PROBLEM A: Which R packages do the lecture notes on independent samples t-tests load with library()?

TEXT SECTION:
Next week, submit quiz corrections via email to Max and Bernice.

Last time

Introduction to independent samples t-tests
- Standard error of the difference of means
- Pooled variance, \(\hat{\sigma}_P\)
- Confidence intervals around the difference in means
- Confidence intervals around different means

library(tidyverse)
library(here)
library(knitr)
library(kableExtra)
library(ggpubr)

Review of independent samples t-tests

It’s generally argued that Republicans have an age problem – but are they substantially older than Democrats?

In 2014 (midterm election before the most recent presidential election), Five Thirty Eight did an analysis of the ages of elected members of Congress. They’ve provided their data, so we can run analyses on our own.

congress = congress_age %>%
  filter(congress == 113) %>% # just the most recent
  filter(party %in% c("R", "D")) # remove independents

Code

congress %>% ggplot(aes(x = age)) + geom_histogram(bins = 50, color = "white") + labs(x = "Age in years", y = "Frequency", title = "Age Distribution of Congressional \nMembers in 113th Congress", caption = "This is pretty normal.") + theme_bw(base_size = 20)

Code

congress %>% ggplot(aes(x = age, fill = party)) + geom_histogram(bins = 50, color = "white", position = "dodge") + labs(x = "Age in years", y = "Frequency", title = "Age Distribution of Congressional \nMembers in 113th Congress", caption = "This is pretty normal.") + scale_fill_manual(values = c("blue", "red")) + theme_bw(base_size = 20)

TASK DATA:

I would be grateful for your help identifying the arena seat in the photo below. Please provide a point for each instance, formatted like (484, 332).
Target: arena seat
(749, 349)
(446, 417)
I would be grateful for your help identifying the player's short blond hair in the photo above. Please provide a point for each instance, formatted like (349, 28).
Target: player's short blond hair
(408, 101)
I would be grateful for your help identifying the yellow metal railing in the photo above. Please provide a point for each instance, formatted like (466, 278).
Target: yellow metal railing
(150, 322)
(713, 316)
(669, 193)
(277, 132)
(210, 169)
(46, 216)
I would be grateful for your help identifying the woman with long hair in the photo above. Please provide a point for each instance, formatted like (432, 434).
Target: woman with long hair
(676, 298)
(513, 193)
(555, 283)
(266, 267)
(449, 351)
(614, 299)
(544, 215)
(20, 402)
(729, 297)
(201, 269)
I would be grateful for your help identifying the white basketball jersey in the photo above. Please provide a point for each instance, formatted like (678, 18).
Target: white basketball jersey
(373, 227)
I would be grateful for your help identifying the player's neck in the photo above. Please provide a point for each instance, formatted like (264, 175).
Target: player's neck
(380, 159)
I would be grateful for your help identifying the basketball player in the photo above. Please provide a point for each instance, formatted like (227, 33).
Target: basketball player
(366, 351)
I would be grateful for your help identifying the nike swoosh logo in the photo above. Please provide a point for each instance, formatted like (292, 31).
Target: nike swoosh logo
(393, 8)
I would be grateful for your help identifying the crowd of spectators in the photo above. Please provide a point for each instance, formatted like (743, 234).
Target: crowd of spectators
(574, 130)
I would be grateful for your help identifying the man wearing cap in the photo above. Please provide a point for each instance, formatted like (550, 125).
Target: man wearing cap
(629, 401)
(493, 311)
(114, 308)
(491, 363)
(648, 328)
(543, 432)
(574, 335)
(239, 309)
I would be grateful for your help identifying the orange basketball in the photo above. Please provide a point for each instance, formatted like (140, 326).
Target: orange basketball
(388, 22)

PROBLEM B: Can you output everything in the listing from the line containing "I would be grateful for your help identifying the orange" through the end of the listing as a Markdown table with columns Row and Line, leaving out blank lines?

TASK RESULT A: tidyverse, here, knitr, kableExtra, ggpubr

TASK RESULT B:
| Row | Line |
|---|---|
| 1 | I would be grateful for your help identifying the orange basketball in the photo above. Please provide a point for each instance, formatted like (140, 326). |
| 2 | Target: orange basketball |
| 3 | (388, 22) |